Your copy of the listing should be exact and should contain no pictures.

┄┄┄┄┄┄┄┄┄┄

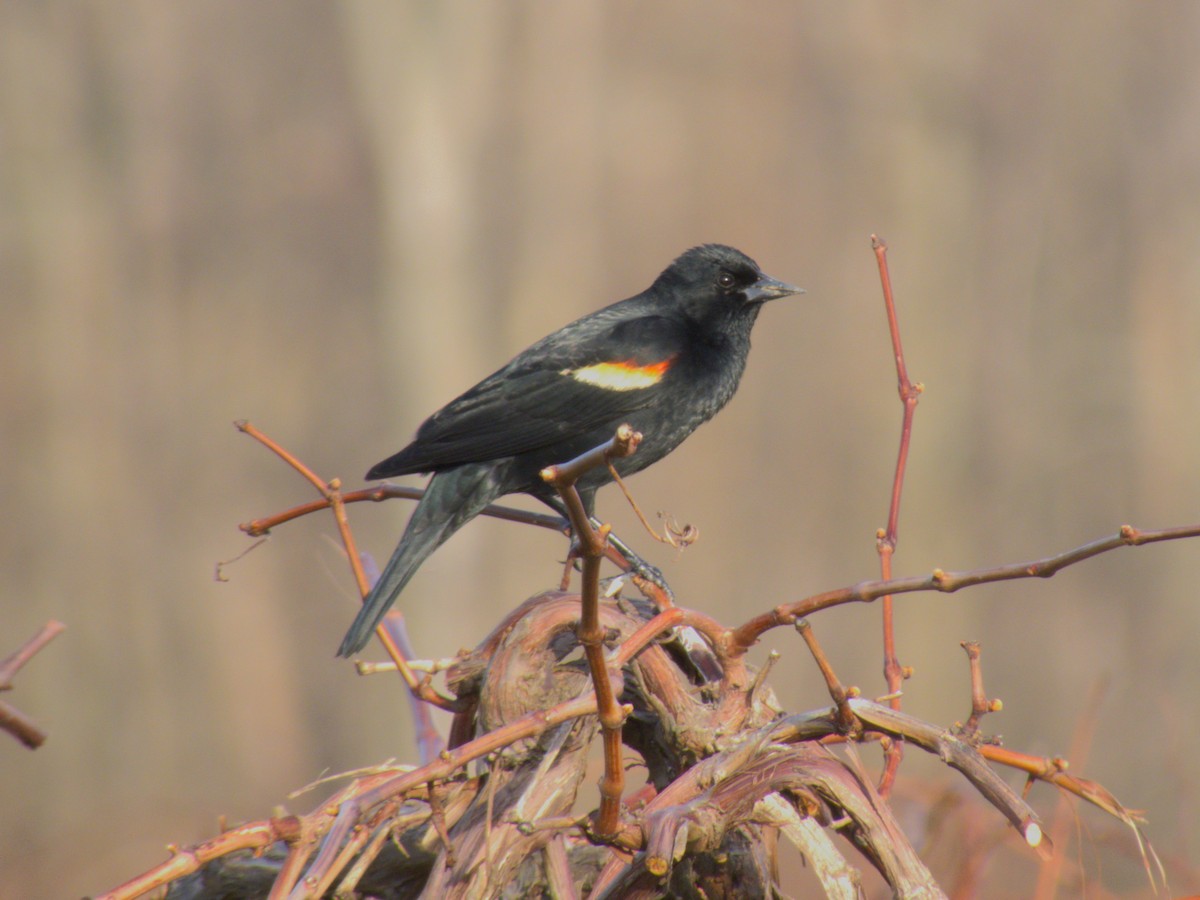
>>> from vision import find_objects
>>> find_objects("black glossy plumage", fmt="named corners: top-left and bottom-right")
top-left (339, 244), bottom-right (802, 656)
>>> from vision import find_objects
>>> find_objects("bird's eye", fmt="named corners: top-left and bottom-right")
top-left (716, 271), bottom-right (737, 290)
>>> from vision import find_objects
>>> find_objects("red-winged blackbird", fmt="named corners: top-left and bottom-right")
top-left (339, 244), bottom-right (802, 656)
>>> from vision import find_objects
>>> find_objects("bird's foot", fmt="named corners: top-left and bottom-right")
top-left (596, 521), bottom-right (675, 604)
top-left (558, 515), bottom-right (676, 603)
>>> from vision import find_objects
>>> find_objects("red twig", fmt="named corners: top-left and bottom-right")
top-left (730, 523), bottom-right (1200, 653)
top-left (958, 641), bottom-right (1001, 738)
top-left (234, 421), bottom-right (455, 711)
top-left (871, 235), bottom-right (921, 559)
top-left (870, 235), bottom-right (921, 796)
top-left (978, 738), bottom-right (1148, 836)
top-left (795, 619), bottom-right (858, 732)
top-left (0, 700), bottom-right (47, 751)
top-left (378, 611), bottom-right (447, 764)
top-left (541, 424), bottom-right (642, 839)
top-left (94, 816), bottom-right (305, 900)
top-left (0, 620), bottom-right (66, 749)
top-left (0, 620), bottom-right (66, 689)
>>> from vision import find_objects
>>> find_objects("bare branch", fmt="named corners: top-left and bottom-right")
top-left (870, 234), bottom-right (922, 796)
top-left (0, 620), bottom-right (65, 749)
top-left (540, 424), bottom-right (641, 839)
top-left (0, 620), bottom-right (66, 690)
top-left (238, 483), bottom-right (566, 539)
top-left (958, 641), bottom-right (1002, 737)
top-left (234, 420), bottom-right (454, 709)
top-left (730, 522), bottom-right (1200, 653)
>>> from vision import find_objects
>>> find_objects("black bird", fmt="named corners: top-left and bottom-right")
top-left (339, 244), bottom-right (802, 656)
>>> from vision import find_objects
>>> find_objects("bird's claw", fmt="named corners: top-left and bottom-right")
top-left (600, 524), bottom-right (674, 601)
top-left (629, 558), bottom-right (674, 601)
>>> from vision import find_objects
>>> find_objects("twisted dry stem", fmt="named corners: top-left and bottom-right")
top-left (97, 539), bottom-right (1189, 895)
top-left (118, 426), bottom-right (1198, 898)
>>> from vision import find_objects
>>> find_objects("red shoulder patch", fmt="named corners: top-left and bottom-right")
top-left (562, 356), bottom-right (675, 391)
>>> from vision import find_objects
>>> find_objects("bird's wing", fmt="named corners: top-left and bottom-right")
top-left (368, 312), bottom-right (686, 477)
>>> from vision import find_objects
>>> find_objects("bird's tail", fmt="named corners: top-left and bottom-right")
top-left (337, 463), bottom-right (507, 657)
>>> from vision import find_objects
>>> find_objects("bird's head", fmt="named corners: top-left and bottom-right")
top-left (655, 244), bottom-right (804, 327)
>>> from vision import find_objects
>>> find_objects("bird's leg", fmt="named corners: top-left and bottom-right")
top-left (590, 519), bottom-right (674, 604)
top-left (542, 494), bottom-right (674, 601)
top-left (572, 484), bottom-right (672, 599)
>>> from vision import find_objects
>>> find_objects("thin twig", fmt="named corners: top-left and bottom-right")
top-left (0, 699), bottom-right (47, 750)
top-left (730, 522), bottom-right (1200, 653)
top-left (0, 620), bottom-right (66, 748)
top-left (795, 619), bottom-right (858, 732)
top-left (0, 620), bottom-right (66, 689)
top-left (542, 424), bottom-right (642, 838)
top-left (213, 537), bottom-right (267, 582)
top-left (958, 641), bottom-right (1000, 737)
top-left (870, 235), bottom-right (921, 797)
top-left (379, 612), bottom-right (447, 764)
top-left (234, 421), bottom-right (456, 709)
top-left (332, 819), bottom-right (395, 898)
top-left (605, 461), bottom-right (698, 549)
top-left (238, 483), bottom-right (567, 539)
top-left (93, 816), bottom-right (305, 900)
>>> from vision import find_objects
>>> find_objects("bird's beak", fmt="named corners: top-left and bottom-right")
top-left (745, 273), bottom-right (805, 304)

┄┄┄┄┄┄┄┄┄┄

## [Solved problem]
>>> from vision import find_objects
>>> find_objects("black glossy plumage", fmt="named corners: top-left and bottom-right")
top-left (339, 244), bottom-right (802, 656)
>>> from vision import find_objects
>>> find_objects("bird's eye", fmt="named corners: top-left and bottom-right")
top-left (716, 271), bottom-right (737, 290)
>>> from vision import find_objects
>>> find_objects("red-winged blackbird", fmt="named corners: top-left and bottom-right")
top-left (339, 244), bottom-right (802, 656)
>>> from vision import find_objects
>>> find_objects("bird's foot", fmt="named corners: top-left and bottom-right")
top-left (596, 521), bottom-right (675, 604)
top-left (558, 515), bottom-right (676, 603)
>>> from vision import find_objects
>>> find_objects("red twig", fmt="named corners: top-left and bottom-right")
top-left (730, 523), bottom-right (1200, 653)
top-left (958, 641), bottom-right (1001, 738)
top-left (234, 421), bottom-right (455, 711)
top-left (871, 235), bottom-right (921, 559)
top-left (870, 235), bottom-right (921, 796)
top-left (978, 738), bottom-right (1148, 836)
top-left (795, 619), bottom-right (858, 732)
top-left (0, 700), bottom-right (47, 751)
top-left (378, 611), bottom-right (447, 764)
top-left (541, 424), bottom-right (642, 839)
top-left (94, 816), bottom-right (305, 900)
top-left (0, 620), bottom-right (66, 749)
top-left (0, 620), bottom-right (66, 689)
>>> from vision import find_objects
>>> find_objects("bare branch", fmt="named corners: top-left and bottom-right")
top-left (870, 234), bottom-right (922, 796)
top-left (0, 620), bottom-right (65, 749)
top-left (540, 424), bottom-right (641, 839)
top-left (0, 620), bottom-right (66, 690)
top-left (238, 483), bottom-right (566, 539)
top-left (958, 641), bottom-right (1002, 737)
top-left (234, 420), bottom-right (454, 709)
top-left (730, 522), bottom-right (1200, 653)
>>> from vision import find_objects
>>> find_objects("black bird", fmt="named corners: top-left and bottom-right")
top-left (339, 244), bottom-right (802, 656)
>>> from vision import find_objects
>>> find_objects("bird's claw", fmt="named corners: top-left and bottom-right")
top-left (600, 524), bottom-right (674, 601)
top-left (629, 558), bottom-right (674, 601)
>>> from vision import find_objects
>>> find_objects("twisted dry stem", fmt="named corners: top-left and bottom-right")
top-left (97, 539), bottom-right (1189, 895)
top-left (118, 426), bottom-right (1198, 898)
>>> from vision import find_objects
>>> find_objects("red shoulder patch", fmt="named corners: top-left and bottom-right")
top-left (562, 356), bottom-right (675, 391)
>>> from vision import find_objects
>>> find_objects("bird's wing", fmt="named corners: top-left and bottom-right")
top-left (368, 312), bottom-right (686, 477)
>>> from vision import find_objects
>>> find_objects("bird's tail", fmt="named corners: top-left and bottom-right")
top-left (337, 463), bottom-right (507, 657)
>>> from vision import find_objects
>>> find_objects("bird's head", fmt="named corners: top-left and bottom-right")
top-left (655, 244), bottom-right (804, 327)
>>> from vision import find_objects
>>> find_objects("bird's leg", fmt="named corners: top-left and bottom-right")
top-left (590, 519), bottom-right (674, 604)
top-left (542, 494), bottom-right (674, 601)
top-left (572, 484), bottom-right (672, 599)
>>> from vision import find_objects
>>> find_objects("thin twig", fmt="named corners: top-left and bottom-right")
top-left (0, 699), bottom-right (47, 750)
top-left (730, 522), bottom-right (1200, 653)
top-left (0, 620), bottom-right (66, 748)
top-left (795, 619), bottom-right (858, 732)
top-left (0, 620), bottom-right (66, 689)
top-left (542, 424), bottom-right (642, 838)
top-left (213, 537), bottom-right (267, 582)
top-left (958, 641), bottom-right (1000, 737)
top-left (870, 235), bottom-right (921, 797)
top-left (379, 612), bottom-right (447, 764)
top-left (234, 421), bottom-right (456, 709)
top-left (332, 819), bottom-right (395, 898)
top-left (605, 461), bottom-right (698, 549)
top-left (238, 483), bottom-right (567, 539)
top-left (93, 816), bottom-right (305, 900)
>>> from vision import find_objects
>>> find_objects("bird's beak", fmt="named corners: top-left and bottom-right")
top-left (745, 273), bottom-right (805, 304)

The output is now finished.